Raw data.
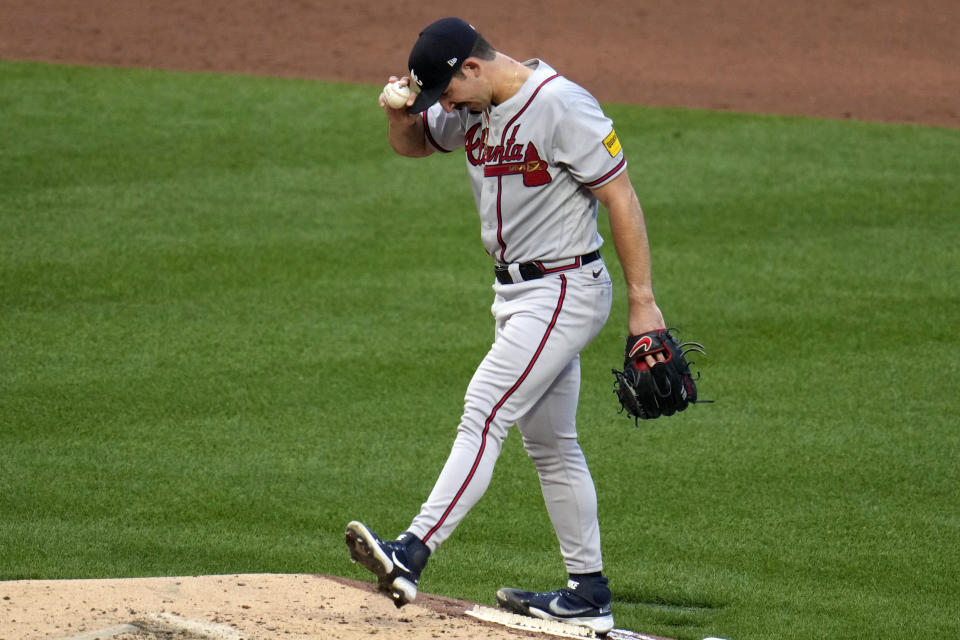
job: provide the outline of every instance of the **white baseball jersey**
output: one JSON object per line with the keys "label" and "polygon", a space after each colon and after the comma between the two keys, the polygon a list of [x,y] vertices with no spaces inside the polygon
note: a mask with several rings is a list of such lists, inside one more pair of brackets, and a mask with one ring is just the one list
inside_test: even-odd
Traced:
{"label": "white baseball jersey", "polygon": [[[409,531],[436,549],[486,491],[516,424],[537,466],[572,574],[600,571],[593,479],[576,430],[580,352],[612,302],[597,250],[599,187],[626,167],[613,124],[586,90],[539,60],[517,94],[484,113],[423,114],[440,151],[463,148],[487,252],[500,264],[557,261],[542,278],[493,285],[496,333],[464,398],[450,456]],[[517,272],[517,271],[515,271]]]}
{"label": "white baseball jersey", "polygon": [[497,262],[561,260],[600,248],[599,187],[626,167],[596,99],[540,60],[516,95],[483,113],[424,112],[437,150],[463,148],[483,246]]}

What to produce.
Restate the data above word for word, omitting every picture.

Response for this exercise.
job: provide the outline of every instance of the **white baseball jersey**
output: one JSON object per line with the keys "label" and "polygon", a space after each colon and after the comma between the two keys, the polygon a list of [x,y] vertices with no spaces inside the polygon
note: a mask with several rings is a list of such lists, inside one more pair of brackets, and a mask with one ring is just the one list
inside_test: even-odd
Traced:
{"label": "white baseball jersey", "polygon": [[[409,531],[436,549],[486,491],[516,424],[537,466],[572,574],[600,571],[593,479],[576,430],[580,352],[612,302],[597,250],[599,187],[626,167],[613,124],[586,90],[539,60],[517,94],[484,113],[423,114],[440,151],[463,148],[487,252],[500,264],[557,261],[542,278],[493,285],[496,333],[464,398],[450,456]],[[517,272],[517,271],[515,271]]]}
{"label": "white baseball jersey", "polygon": [[497,262],[561,260],[600,248],[599,187],[626,167],[596,99],[540,60],[516,95],[483,113],[424,112],[437,150],[463,148],[483,246]]}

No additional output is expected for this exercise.